[Dataset records]
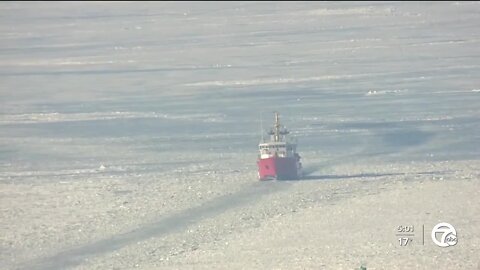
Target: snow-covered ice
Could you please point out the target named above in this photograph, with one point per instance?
(129, 131)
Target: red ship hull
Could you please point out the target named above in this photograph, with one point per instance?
(280, 168)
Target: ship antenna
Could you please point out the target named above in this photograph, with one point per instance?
(261, 127)
(277, 127)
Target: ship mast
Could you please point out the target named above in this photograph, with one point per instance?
(277, 128)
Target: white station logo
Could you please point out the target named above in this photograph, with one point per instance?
(447, 233)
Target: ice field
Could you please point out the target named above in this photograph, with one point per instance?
(129, 134)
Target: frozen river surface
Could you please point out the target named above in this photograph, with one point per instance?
(129, 132)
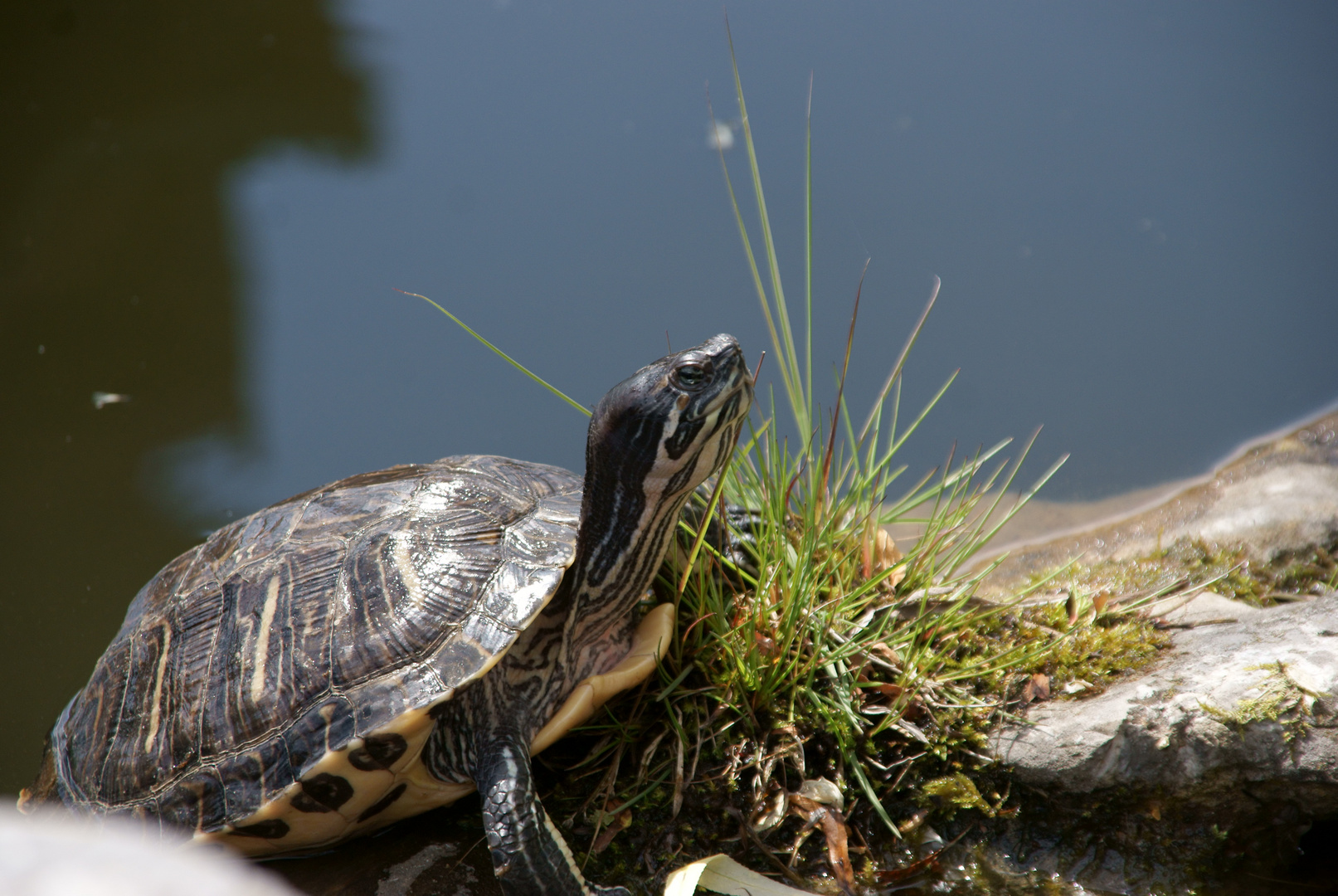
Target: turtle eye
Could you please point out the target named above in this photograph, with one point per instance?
(691, 375)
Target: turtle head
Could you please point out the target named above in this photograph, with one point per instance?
(653, 439)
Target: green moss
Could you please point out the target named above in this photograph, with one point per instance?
(1279, 699)
(1195, 561)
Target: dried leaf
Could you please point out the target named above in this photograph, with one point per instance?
(1036, 688)
(723, 875)
(822, 791)
(834, 830)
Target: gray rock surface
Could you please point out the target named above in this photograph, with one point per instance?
(1156, 732)
(1272, 496)
(1213, 764)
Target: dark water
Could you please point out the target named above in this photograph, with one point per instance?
(207, 207)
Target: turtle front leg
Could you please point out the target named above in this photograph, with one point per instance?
(528, 855)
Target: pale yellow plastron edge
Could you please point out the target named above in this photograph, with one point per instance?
(423, 792)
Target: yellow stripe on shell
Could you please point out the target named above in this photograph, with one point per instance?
(423, 792)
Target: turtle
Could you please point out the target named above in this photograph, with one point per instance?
(394, 640)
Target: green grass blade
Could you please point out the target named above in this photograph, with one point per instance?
(504, 356)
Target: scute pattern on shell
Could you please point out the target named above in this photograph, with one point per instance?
(308, 625)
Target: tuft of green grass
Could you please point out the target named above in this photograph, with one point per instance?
(811, 646)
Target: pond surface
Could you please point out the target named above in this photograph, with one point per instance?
(207, 209)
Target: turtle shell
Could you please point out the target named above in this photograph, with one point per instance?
(309, 631)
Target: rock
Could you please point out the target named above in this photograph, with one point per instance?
(1172, 729)
(1272, 498)
(51, 854)
(1213, 764)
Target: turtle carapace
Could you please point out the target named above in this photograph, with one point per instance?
(388, 644)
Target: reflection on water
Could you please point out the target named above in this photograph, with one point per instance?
(122, 124)
(1131, 209)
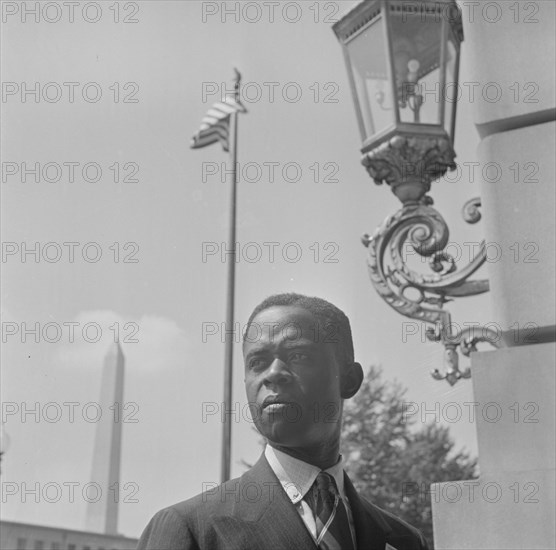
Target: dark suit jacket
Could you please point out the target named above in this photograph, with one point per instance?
(253, 512)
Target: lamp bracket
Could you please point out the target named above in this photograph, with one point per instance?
(418, 230)
(409, 163)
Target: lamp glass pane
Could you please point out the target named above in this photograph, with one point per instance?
(416, 47)
(367, 55)
(451, 88)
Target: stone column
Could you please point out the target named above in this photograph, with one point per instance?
(512, 505)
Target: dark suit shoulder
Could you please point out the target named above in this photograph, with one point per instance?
(408, 535)
(215, 499)
(187, 525)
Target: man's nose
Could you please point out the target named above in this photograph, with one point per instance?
(277, 373)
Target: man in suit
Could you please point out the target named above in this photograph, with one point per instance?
(299, 368)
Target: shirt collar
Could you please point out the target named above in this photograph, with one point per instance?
(297, 477)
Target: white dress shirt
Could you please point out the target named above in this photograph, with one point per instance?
(297, 477)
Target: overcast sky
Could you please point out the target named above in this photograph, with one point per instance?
(151, 75)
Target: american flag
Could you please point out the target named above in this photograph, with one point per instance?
(215, 125)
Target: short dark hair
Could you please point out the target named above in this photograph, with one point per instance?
(326, 313)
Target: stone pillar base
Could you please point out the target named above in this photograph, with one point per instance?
(513, 504)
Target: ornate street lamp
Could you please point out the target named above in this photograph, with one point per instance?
(402, 59)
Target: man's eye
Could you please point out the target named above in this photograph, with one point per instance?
(297, 356)
(257, 363)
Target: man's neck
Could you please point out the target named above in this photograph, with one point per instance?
(320, 457)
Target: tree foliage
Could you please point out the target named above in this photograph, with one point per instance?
(392, 462)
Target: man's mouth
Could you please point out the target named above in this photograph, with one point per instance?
(274, 402)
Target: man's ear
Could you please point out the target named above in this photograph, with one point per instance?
(351, 380)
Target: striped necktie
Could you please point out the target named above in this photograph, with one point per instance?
(333, 532)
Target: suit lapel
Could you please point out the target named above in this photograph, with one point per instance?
(370, 528)
(265, 514)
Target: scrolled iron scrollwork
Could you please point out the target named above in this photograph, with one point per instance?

> **Activity**
Set down all of the entries exactly as they stand, without any image.

> **Response below**
Target: snow-covered ice
Could you please point out the target named above in this photograph, with one point per instance?
(129, 131)
Target: red ship hull
Could you please point out the target named above in this photograph, with one point per instance?
(280, 168)
Target: ship antenna
Could you please point out the target named above in this photograph, with one point per instance?
(261, 127)
(277, 127)
Target: ship mast
Could you please point out the target named above in this photograph, with one point per instance?
(277, 128)
Target: white station logo
Could you please point out the target named above in this photograph, with one point per instance?
(447, 233)
Target: ice field
Could you please point out the target named above in this photograph, with one point per instance?
(129, 134)
Target: frozen river surface
Could you please point out the target named above in this photograph, with one point per instance?
(129, 132)
Target: turtle eye
Could you please point out the target named above in this photograph, with one point per instance?
(691, 375)
Target: turtle head
Could you please point out the target named above in this photograph, with one point per instance?
(653, 439)
Target: green moss
Could you please point out the target named above in this photograph, with one point per instance?
(1279, 699)
(1195, 561)
Target: dried leaf
Could you please point out the target named above in this photograph, with one point per instance?
(1036, 688)
(723, 875)
(822, 791)
(834, 830)
Target: gray rock surface
Could you please point out the target named above in this photograph, with one point per instance?
(1156, 732)
(1272, 496)
(1213, 764)
Target: dark water
Could you please point out the target named above in this photograph, with one point per instance?
(207, 207)
Target: turtle front leg
Could you please point out the target named above in this photograph, with one point per instance?
(528, 855)
Target: pale yellow plastron edge
Could you please point out the target named above in this photograph, with one point per instance?
(423, 792)
Target: yellow stripe on shell
Could you please point out the target named above in this photograph, with one point per instance?
(423, 792)
Target: turtle
Could you please point out the target named above in this photograph, with one point per instance?
(394, 640)
Target: green grass blade
Could you please point out the target named above in this photograph, with one point per instance?
(504, 356)
Target: scute pattern on shell
Could you please point out the target named above in this photograph, with one point per instance?
(308, 625)
Target: tuft of green grass
Could you please point out the target named above in this photograph, with one point per instance?
(811, 646)
Target: pond surface
Could you please point out the target named above in this photograph, with one point per instance?
(207, 209)
Target: turtle shell
Could you please point out the target named above in this photograph, with one point per instance?
(309, 631)
Target: rock
Could you please point out the target named above in this photograph, with one point per instance?
(1172, 729)
(1272, 498)
(51, 854)
(1213, 764)
Target: turtle carapace
Could you please point out the target named above in this photograph, with one point per instance?
(388, 644)
Target: reflection on water
Could you please point out the target named above in this photograph, with one point per instance?
(122, 124)
(1131, 209)
Target: dark suit jacket
Could you please point out the target named above in this photograph, with one point per instance?
(253, 512)
Target: lamp bracket
Could you please point out the target named above in this photograph, with one point per instance?
(418, 230)
(409, 163)
Target: lamp glass pane
Could you please point out the target named above in this photograph, with one point per instance?
(416, 47)
(367, 55)
(451, 88)
Target: stone column
Could you please point out the target named above in this photograph, with one point per instance?
(512, 505)
Target: dark suit shoulder
Could you please point out the target named above in this photograph, with one point per instance?
(408, 535)
(215, 499)
(187, 525)
Target: man's nose
Could you please point out the target named above in this photograph, with one point per instance?
(277, 373)
Target: man in suit
Could you please point out the target named above in this photograph, with one point per instance?
(299, 368)
Target: shirt collar
Could you please point out the target named above in this photograph, with one point per instance?
(297, 477)
Target: white dress shirt
Could you please point out the target named above in this photograph, with one point per instance?
(297, 477)
Target: overcast sky
Could you please point out the target named above in this photograph, with one point per instance?
(151, 75)
Target: american flag
Could you please point out the target named above in this photograph, with one point per instance?
(215, 125)
Target: short dark hair
Could you please point out the target named above in this photograph, with one point per instance?
(326, 313)
Target: stone pillar base
Could you please point out the target named above in this photograph, with one point per instance?
(513, 504)
Target: ornate street lamp
Could you please point out the target named above in this photograph, with one point per instance?
(402, 59)
Target: man's eye
Could you please point out the target named above in this photograph, with one point per instance?
(297, 356)
(257, 363)
Target: man's neck
Could you please point out the target named above in this photograph, with one point per instance?
(320, 457)
Target: tree foliage
Could you please point out the target named above in this photograph, with one point per instance?
(392, 462)
Target: man's mouth
Could you please point out the target named above in this photograph, with one point per instance?
(274, 402)
Target: man's ear
Could you please point out the target named above in this photograph, with one point per instance?
(351, 380)
Target: striped necktie
Could you please point out the target named above in this photograph, with one point per instance?
(333, 532)
Target: suit lapel
Could you please point out the target named above in this photograph, with one point per instance?
(370, 528)
(265, 514)
Target: scrolled iron scrollwork
Could you please point out the target named above in this photograph, with one point per instance?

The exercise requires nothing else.